● TASK OBJECTIVE:
Present all of the data below as a numbered list with no blank lines, and keep the pictures out of your answer.

● Raw records:
++++
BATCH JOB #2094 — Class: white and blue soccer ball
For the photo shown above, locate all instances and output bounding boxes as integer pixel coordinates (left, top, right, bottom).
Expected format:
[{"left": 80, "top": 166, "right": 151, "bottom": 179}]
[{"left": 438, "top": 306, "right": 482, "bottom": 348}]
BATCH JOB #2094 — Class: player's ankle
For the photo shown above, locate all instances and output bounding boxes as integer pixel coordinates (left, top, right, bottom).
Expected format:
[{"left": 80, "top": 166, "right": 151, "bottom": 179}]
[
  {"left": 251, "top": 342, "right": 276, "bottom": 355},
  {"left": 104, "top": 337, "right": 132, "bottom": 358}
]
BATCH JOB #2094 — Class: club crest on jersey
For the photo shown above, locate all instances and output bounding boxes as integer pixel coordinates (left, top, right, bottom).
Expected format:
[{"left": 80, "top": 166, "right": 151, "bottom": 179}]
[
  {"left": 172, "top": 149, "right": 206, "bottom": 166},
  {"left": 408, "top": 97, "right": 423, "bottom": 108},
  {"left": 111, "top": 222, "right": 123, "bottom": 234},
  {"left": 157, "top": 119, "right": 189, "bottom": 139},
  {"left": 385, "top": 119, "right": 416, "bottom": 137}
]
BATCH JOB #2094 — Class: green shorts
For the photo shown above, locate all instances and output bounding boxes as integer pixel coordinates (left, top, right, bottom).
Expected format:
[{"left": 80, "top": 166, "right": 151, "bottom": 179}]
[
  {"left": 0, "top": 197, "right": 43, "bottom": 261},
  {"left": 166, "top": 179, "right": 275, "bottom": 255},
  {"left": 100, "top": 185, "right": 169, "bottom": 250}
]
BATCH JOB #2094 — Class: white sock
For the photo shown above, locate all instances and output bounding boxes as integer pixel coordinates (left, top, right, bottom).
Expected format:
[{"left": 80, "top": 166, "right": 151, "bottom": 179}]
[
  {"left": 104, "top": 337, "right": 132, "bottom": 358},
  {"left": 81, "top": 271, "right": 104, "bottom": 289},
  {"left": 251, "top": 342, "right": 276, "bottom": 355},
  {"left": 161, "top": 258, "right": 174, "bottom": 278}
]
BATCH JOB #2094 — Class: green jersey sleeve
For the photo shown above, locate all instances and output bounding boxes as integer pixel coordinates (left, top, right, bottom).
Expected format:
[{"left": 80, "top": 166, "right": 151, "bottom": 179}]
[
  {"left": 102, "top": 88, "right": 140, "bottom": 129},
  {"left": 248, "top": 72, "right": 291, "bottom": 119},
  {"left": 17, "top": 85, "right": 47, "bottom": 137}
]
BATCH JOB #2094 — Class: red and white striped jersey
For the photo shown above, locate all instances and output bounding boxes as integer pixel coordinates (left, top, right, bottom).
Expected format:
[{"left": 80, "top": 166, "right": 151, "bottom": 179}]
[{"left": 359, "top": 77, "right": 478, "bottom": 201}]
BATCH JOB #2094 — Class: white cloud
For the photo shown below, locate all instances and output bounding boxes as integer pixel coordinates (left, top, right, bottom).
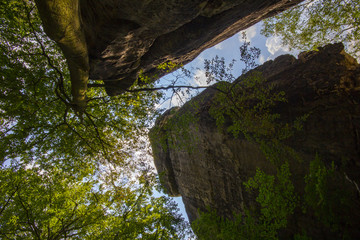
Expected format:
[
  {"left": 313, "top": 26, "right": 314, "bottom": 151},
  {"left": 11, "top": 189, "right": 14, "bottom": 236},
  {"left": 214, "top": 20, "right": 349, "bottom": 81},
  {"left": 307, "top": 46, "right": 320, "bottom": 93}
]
[
  {"left": 265, "top": 36, "right": 290, "bottom": 55},
  {"left": 194, "top": 69, "right": 208, "bottom": 86},
  {"left": 214, "top": 43, "right": 223, "bottom": 50},
  {"left": 238, "top": 25, "right": 256, "bottom": 42},
  {"left": 259, "top": 54, "right": 265, "bottom": 64}
]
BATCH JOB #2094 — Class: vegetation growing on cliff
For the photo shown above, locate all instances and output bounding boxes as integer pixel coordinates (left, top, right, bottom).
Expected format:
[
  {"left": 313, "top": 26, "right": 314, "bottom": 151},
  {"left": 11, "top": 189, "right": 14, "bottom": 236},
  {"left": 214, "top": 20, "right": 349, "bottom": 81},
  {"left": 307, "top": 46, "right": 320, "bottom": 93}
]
[{"left": 0, "top": 0, "right": 194, "bottom": 239}]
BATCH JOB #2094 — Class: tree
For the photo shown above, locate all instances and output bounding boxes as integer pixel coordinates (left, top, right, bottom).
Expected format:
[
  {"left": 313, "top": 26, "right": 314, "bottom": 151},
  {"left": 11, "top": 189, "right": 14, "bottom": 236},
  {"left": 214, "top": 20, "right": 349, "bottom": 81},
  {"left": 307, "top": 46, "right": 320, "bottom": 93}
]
[
  {"left": 0, "top": 164, "right": 193, "bottom": 240},
  {"left": 262, "top": 0, "right": 360, "bottom": 58},
  {"left": 0, "top": 0, "right": 161, "bottom": 171},
  {"left": 0, "top": 0, "right": 194, "bottom": 239}
]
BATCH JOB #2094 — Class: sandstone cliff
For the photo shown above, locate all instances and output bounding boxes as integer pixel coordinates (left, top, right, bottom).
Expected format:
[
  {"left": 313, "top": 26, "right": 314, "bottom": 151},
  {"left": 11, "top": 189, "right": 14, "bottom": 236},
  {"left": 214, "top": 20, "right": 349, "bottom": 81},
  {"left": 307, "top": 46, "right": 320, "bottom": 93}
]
[
  {"left": 36, "top": 0, "right": 302, "bottom": 105},
  {"left": 150, "top": 44, "right": 360, "bottom": 239}
]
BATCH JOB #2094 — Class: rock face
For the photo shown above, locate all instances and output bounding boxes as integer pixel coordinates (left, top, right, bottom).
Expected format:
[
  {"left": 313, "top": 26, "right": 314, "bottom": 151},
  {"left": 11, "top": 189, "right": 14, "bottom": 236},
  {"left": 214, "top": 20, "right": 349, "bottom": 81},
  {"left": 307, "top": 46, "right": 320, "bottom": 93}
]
++++
● OUTPUT OF THE TASK:
1. BATCH JOB #2094 — Class: white and blue soccer ball
2. For the photo shown above, locate all instances and output bounding boxes as integer pixel coordinates (left, top, right, bottom).
3. Expected format:
4. [{"left": 80, "top": 166, "right": 151, "bottom": 179}]
5. [{"left": 438, "top": 306, "right": 482, "bottom": 348}]
6. BATCH JOB #2094 — Class: player's ankle
7. For the photo shown above, locate all instances and output bounding boxes as integer pixel coordinates (left, top, right, bottom).
8. Expected format:
9. [{"left": 80, "top": 166, "right": 151, "bottom": 179}]
10. [
11.   {"left": 251, "top": 342, "right": 276, "bottom": 355},
12.   {"left": 104, "top": 337, "right": 132, "bottom": 358}
13. ]
14. BATCH JOB #2094 — Class: club crest on jersey
15. For the photo shown above, locate all instances and output bounding boxes as integer pixel coordinates (left, top, right, bottom).
16. Expected format:
17. [{"left": 80, "top": 166, "right": 151, "bottom": 179}]
18. [
19.   {"left": 172, "top": 149, "right": 206, "bottom": 166},
20.   {"left": 408, "top": 97, "right": 423, "bottom": 108},
21.   {"left": 111, "top": 222, "right": 123, "bottom": 234},
22.   {"left": 157, "top": 119, "right": 189, "bottom": 139},
23.   {"left": 385, "top": 119, "right": 416, "bottom": 137}
24. ]
25. BATCH JOB #2094 — Class: green shorts
26. For the photo shown above, locate all instances and output bounding boxes as integer pixel coordinates (left, top, right, bottom).
27. Expected format:
28. [{"left": 80, "top": 166, "right": 151, "bottom": 179}]
29. [
30.   {"left": 0, "top": 197, "right": 43, "bottom": 261},
31.   {"left": 166, "top": 179, "right": 275, "bottom": 255},
32.   {"left": 100, "top": 185, "right": 169, "bottom": 250}
33. ]
34. BATCH JOB #2094 — Class: white sock
35. For the photo shown above, locate all instances and output bounding boxes as integer pixel coordinates (left, top, right, bottom).
36. Expected format:
37. [{"left": 80, "top": 166, "right": 151, "bottom": 179}]
38. [
39.   {"left": 104, "top": 337, "right": 132, "bottom": 358},
40.   {"left": 81, "top": 271, "right": 104, "bottom": 289},
41.   {"left": 251, "top": 342, "right": 276, "bottom": 355},
42.   {"left": 161, "top": 258, "right": 174, "bottom": 278}
43. ]
44. BATCH JOB #2094 — Class: green jersey sleeve
45. For the photo shown above, locate all instances and output bounding boxes as integer pixel coordinates (left, top, right, bottom).
46. Expected format:
47. [{"left": 80, "top": 166, "right": 151, "bottom": 179}]
48. [
49.   {"left": 102, "top": 88, "right": 140, "bottom": 129},
50.   {"left": 248, "top": 72, "right": 291, "bottom": 119},
51.   {"left": 17, "top": 85, "right": 47, "bottom": 137}
52. ]
53. BATCH JOB #2094 — Class: red and white striped jersey
54. For the photo shown above, locate all instances and output bounding boxes as integer pixel coordinates (left, top, right, bottom).
55. Expected format:
56. [{"left": 80, "top": 166, "right": 151, "bottom": 179}]
57. [{"left": 359, "top": 77, "right": 478, "bottom": 201}]
58. BATCH JOB #2094 — Class: white cloud
59. For the photo shown below, locate all instances and output bounding boxes as integer pixel coordinates (left, top, right, bottom).
60. Expected format:
61. [
62.   {"left": 313, "top": 26, "right": 314, "bottom": 151},
63.   {"left": 11, "top": 189, "right": 14, "bottom": 236},
64.   {"left": 214, "top": 20, "right": 349, "bottom": 81},
65.   {"left": 307, "top": 46, "right": 320, "bottom": 93}
66. ]
67. [
68.   {"left": 265, "top": 36, "right": 290, "bottom": 55},
69.   {"left": 194, "top": 69, "right": 208, "bottom": 86},
70.   {"left": 214, "top": 43, "right": 223, "bottom": 50},
71.   {"left": 238, "top": 25, "right": 256, "bottom": 42},
72.   {"left": 259, "top": 54, "right": 265, "bottom": 64}
73. ]
74. BATCH JOB #2094 — Class: vegetation growing on cliff
75. For the photo shown above, locate all instances and output bounding boxes as integer pixel coordinates (left, top, right, bottom).
76. Expected format:
77. [
78.   {"left": 313, "top": 26, "right": 314, "bottom": 151},
79.   {"left": 11, "top": 189, "right": 14, "bottom": 236},
80.   {"left": 214, "top": 20, "right": 349, "bottom": 81},
81.   {"left": 307, "top": 46, "right": 320, "bottom": 93}
82. ]
83. [{"left": 0, "top": 0, "right": 194, "bottom": 239}]
84. BATCH JOB #2094 — Class: tree
85. For the photo shown above, locate all instances and output bounding boxes as integer pixel coordinates (left, top, right, bottom).
86. Expected format:
87. [
88.   {"left": 313, "top": 26, "right": 314, "bottom": 151},
89.   {"left": 11, "top": 189, "right": 14, "bottom": 236},
90.   {"left": 214, "top": 20, "right": 349, "bottom": 81},
91.   {"left": 307, "top": 46, "right": 320, "bottom": 93}
92. ]
93. [
94.   {"left": 0, "top": 164, "right": 193, "bottom": 240},
95.   {"left": 262, "top": 0, "right": 360, "bottom": 58},
96.   {"left": 0, "top": 0, "right": 161, "bottom": 171},
97.   {"left": 0, "top": 0, "right": 194, "bottom": 239}
98. ]
99. BATCH JOB #2094 — Class: sandstone cliff
100. For the photo shown above, locate all instances and output bounding boxes as integer pixel coordinates (left, top, right, bottom).
101. Expected format:
102. [
103.   {"left": 313, "top": 26, "right": 314, "bottom": 151},
104.   {"left": 11, "top": 189, "right": 14, "bottom": 236},
105.   {"left": 214, "top": 20, "right": 349, "bottom": 81},
106.   {"left": 307, "top": 46, "right": 320, "bottom": 93}
107. ]
108. [
109.   {"left": 36, "top": 0, "right": 302, "bottom": 105},
110.   {"left": 150, "top": 44, "right": 360, "bottom": 239}
111. ]
112. BATCH JOB #2094 — Class: rock face
113. For the photo shown above, locate all instances and output bounding boxes as integer pixel coordinates (left, top, right, bottom).
114. Expected format:
115. [
116.   {"left": 313, "top": 26, "right": 314, "bottom": 151},
117.   {"left": 11, "top": 189, "right": 14, "bottom": 236},
118.   {"left": 214, "top": 20, "right": 349, "bottom": 81},
119.   {"left": 307, "top": 46, "right": 320, "bottom": 93}
120. ]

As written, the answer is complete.